[Stored entries]
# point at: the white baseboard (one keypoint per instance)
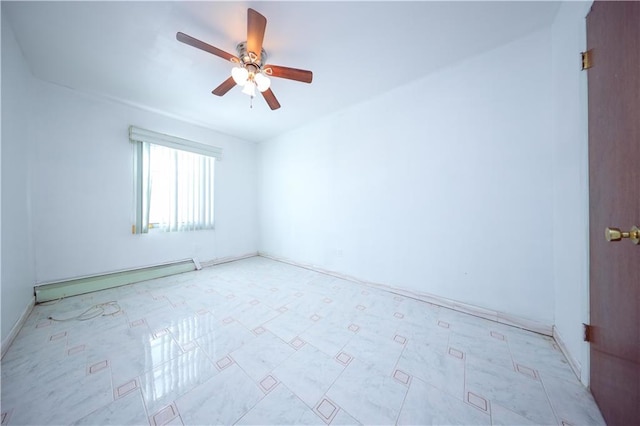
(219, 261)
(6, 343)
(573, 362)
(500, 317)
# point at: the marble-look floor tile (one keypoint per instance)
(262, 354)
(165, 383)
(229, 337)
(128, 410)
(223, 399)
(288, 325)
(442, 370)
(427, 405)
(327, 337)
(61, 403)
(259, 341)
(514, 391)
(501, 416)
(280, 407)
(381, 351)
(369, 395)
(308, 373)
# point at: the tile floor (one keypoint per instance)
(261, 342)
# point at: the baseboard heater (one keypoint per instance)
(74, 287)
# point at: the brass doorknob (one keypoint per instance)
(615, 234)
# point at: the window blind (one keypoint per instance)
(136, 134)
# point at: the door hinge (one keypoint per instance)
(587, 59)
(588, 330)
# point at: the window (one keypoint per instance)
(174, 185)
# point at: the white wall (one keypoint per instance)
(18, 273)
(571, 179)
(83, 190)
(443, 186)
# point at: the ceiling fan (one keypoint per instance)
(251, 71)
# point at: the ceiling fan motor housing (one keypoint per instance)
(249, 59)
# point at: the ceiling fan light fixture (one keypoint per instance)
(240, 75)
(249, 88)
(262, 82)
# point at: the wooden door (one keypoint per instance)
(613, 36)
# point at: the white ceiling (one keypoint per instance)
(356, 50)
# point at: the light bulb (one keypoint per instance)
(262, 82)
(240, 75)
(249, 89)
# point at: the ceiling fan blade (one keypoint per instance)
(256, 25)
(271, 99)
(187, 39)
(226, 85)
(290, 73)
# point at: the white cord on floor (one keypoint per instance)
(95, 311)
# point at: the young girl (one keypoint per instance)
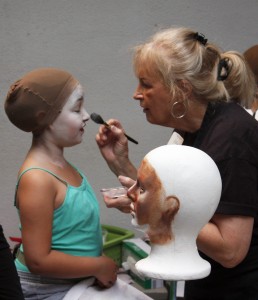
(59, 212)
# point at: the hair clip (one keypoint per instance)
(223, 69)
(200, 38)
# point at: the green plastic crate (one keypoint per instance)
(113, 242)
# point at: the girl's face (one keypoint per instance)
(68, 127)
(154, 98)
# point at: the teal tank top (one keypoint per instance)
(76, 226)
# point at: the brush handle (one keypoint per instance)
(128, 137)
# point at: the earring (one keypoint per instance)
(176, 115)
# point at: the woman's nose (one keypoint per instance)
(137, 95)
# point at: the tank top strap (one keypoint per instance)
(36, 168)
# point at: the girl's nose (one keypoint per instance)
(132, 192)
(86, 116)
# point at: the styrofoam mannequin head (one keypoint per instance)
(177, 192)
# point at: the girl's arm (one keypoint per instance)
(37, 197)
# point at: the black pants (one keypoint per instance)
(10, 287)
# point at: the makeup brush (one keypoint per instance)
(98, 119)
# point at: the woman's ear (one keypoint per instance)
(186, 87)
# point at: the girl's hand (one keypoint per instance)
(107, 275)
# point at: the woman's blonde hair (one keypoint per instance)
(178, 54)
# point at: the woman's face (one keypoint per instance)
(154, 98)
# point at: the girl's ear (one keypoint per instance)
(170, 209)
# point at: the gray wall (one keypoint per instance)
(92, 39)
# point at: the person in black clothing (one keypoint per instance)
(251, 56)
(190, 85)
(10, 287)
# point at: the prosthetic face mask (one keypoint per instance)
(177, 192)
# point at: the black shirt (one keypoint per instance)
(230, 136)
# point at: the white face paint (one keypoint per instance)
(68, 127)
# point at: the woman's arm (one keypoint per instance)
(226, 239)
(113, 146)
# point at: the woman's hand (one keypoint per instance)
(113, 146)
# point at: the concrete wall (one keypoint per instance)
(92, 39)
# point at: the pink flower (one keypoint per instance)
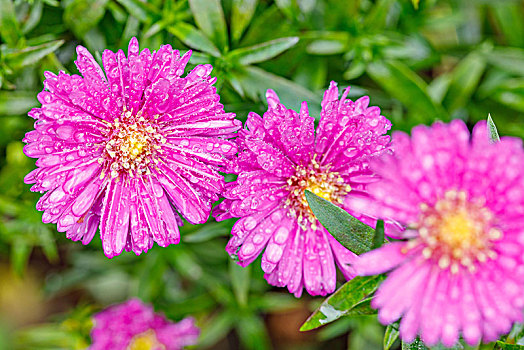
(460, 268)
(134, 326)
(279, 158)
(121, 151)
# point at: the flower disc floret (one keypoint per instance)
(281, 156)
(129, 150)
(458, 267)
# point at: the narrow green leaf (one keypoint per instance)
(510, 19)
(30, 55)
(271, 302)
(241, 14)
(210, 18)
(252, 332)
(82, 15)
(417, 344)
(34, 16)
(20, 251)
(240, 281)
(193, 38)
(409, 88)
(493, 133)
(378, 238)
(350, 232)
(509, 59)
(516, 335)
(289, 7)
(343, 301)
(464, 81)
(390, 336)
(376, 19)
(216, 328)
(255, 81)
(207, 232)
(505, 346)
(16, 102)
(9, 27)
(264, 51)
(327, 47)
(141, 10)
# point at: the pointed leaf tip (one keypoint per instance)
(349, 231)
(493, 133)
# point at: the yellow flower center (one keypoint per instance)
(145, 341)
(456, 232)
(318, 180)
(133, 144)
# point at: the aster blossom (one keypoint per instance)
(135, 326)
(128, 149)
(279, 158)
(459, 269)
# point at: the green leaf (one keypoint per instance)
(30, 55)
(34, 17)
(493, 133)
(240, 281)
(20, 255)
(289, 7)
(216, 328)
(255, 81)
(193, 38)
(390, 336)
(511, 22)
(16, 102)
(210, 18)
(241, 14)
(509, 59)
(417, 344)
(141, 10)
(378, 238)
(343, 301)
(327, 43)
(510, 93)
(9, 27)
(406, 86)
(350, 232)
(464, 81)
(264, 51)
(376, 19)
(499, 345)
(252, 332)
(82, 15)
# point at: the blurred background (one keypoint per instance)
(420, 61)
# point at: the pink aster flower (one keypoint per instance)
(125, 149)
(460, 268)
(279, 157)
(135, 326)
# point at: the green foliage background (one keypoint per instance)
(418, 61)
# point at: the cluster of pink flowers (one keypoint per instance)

__REQUIRED TASK__: Copy the material shown above in full and exactly. Skip the pictures.

__TASK SOLUTION__:
# point at: the white baseboard (one keypoint per instance)
(219, 261)
(6, 343)
(573, 362)
(500, 317)
# point at: the marble-look floor tile (one keypoint per instance)
(262, 354)
(165, 383)
(229, 337)
(128, 410)
(223, 399)
(288, 325)
(442, 370)
(427, 405)
(327, 337)
(61, 403)
(259, 341)
(514, 391)
(501, 416)
(280, 407)
(381, 351)
(369, 395)
(308, 373)
# point at: the tile floor (one keypoint per instance)
(261, 342)
# point at: the baseboard heater (one keypoint per instance)
(74, 287)
# point at: the brass doorknob (one keypoint per instance)
(615, 234)
# point at: the window blind (one keypoint per instance)
(136, 134)
# point at: the door hinge (one keypoint per instance)
(587, 59)
(588, 330)
# point at: the window (one keypoint per instance)
(174, 185)
# point at: the white wall (one keypoint per instance)
(18, 273)
(571, 179)
(83, 190)
(443, 186)
# point at: the ceiling fan (one keypoint per instance)
(251, 71)
# point at: the ceiling fan motor housing (one keypoint per instance)
(249, 59)
# point at: the ceiling fan light fixture (one keypoint per instance)
(240, 75)
(249, 88)
(262, 82)
# point at: the wooden door (one keypoint per instance)
(613, 36)
# point at: the white ceiling (one keypoint per instance)
(356, 50)
# point at: the light bulb (one keypoint per instance)
(262, 82)
(240, 75)
(249, 89)
# point at: the ceiling fan blade (one keypoint per instance)
(256, 25)
(271, 99)
(187, 39)
(226, 85)
(290, 73)
# point at: the white cord on floor (one keypoint per instance)
(95, 311)
# point at: the young girl (one keypoint per instance)
(59, 212)
# point at: the hair clip (one keypoint per instance)
(223, 69)
(200, 38)
# point at: the green plastic crate (one keypoint per instance)
(113, 242)
# point at: the girl's face (one keypoint per instance)
(68, 127)
(154, 98)
# point at: the teal tank top (one keypoint per instance)
(76, 226)
# point at: the brush handle (one keypoint per instance)
(128, 137)
# point at: the earring (one keypoint per instance)
(176, 115)
# point at: the woman's nose (one keypoint per instance)
(137, 95)
# point at: the tank top strap (one keypoint per instance)
(36, 168)
# point at: the girl's nose (one keypoint per instance)
(132, 192)
(86, 116)
# point at: the styrofoam mannequin head (one keypoint per instance)
(177, 192)
# point at: the girl's arm (one keypoint per instance)
(37, 197)
# point at: the black pants (one keypoint per instance)
(10, 287)
# point at: the makeup brush (one keypoint per instance)
(98, 119)
# point at: the woman's ear (one keypoint per instance)
(186, 87)
# point at: the girl's hand (one keypoint per instance)
(107, 275)
# point at: the woman's blonde hair (one keypoint per instance)
(178, 54)
# point at: the woman's face (one keypoint per instance)
(154, 98)
# point at: the girl's ear (one keypoint per instance)
(170, 209)
# point at: the gray wall (one keypoint per instance)
(92, 39)
# point at: the person in black clothing (one keypoint per instance)
(251, 56)
(190, 85)
(10, 287)
# point at: the prosthetic face mask (one keypoint per instance)
(177, 192)
# point at: the black shirt (one keypoint per instance)
(230, 136)
# point at: the white face paint (one keypoint per instance)
(68, 127)
# point at: the woman's arm (one keypoint per instance)
(226, 239)
(113, 146)
# point at: the woman's hand (one keypoint per instance)
(113, 146)
# point at: the concrete wall (one keypoint per instance)
(92, 39)
# point at: the pink flower (one keypoint per instance)
(460, 268)
(134, 326)
(279, 158)
(121, 151)
# point at: the flower disc floret (one keypoint per instance)
(281, 156)
(129, 150)
(458, 267)
# point at: the narrow green leaf (one keypoint per instance)
(510, 19)
(30, 55)
(271, 302)
(241, 14)
(210, 18)
(252, 332)
(82, 15)
(417, 344)
(34, 16)
(20, 251)
(240, 281)
(193, 38)
(409, 88)
(493, 133)
(378, 238)
(350, 232)
(509, 59)
(516, 335)
(289, 7)
(343, 301)
(464, 81)
(390, 336)
(376, 19)
(216, 328)
(255, 81)
(207, 232)
(505, 346)
(16, 102)
(9, 27)
(264, 51)
(327, 47)
(141, 10)
# point at: the pointed leaf tip (one keypoint per instance)
(349, 231)
(493, 133)
# point at: the yellow flower center (one keypoint per instance)
(145, 341)
(456, 232)
(318, 180)
(133, 144)
# point at: the aster blossom (one keypoint per instance)
(135, 326)
(128, 149)
(279, 158)
(459, 269)
# point at: the green leaf (one keypoint per instance)
(30, 55)
(34, 17)
(493, 133)
(240, 281)
(20, 255)
(289, 7)
(216, 328)
(255, 81)
(193, 38)
(390, 336)
(511, 22)
(16, 102)
(210, 18)
(241, 14)
(509, 59)
(417, 344)
(141, 10)
(378, 238)
(343, 301)
(327, 43)
(510, 93)
(9, 27)
(406, 86)
(350, 232)
(464, 81)
(264, 51)
(376, 19)
(499, 345)
(252, 332)
(82, 15)
# point at: the blurred background (one keypoint per instance)
(420, 61)
# point at: the pink aster flower (one keypoint per instance)
(125, 149)
(460, 268)
(279, 157)
(135, 326)
# point at: the green foliage background (one keypoint per instance)
(418, 61)
# point at: the cluster of pink flowers (one keypoint per instance)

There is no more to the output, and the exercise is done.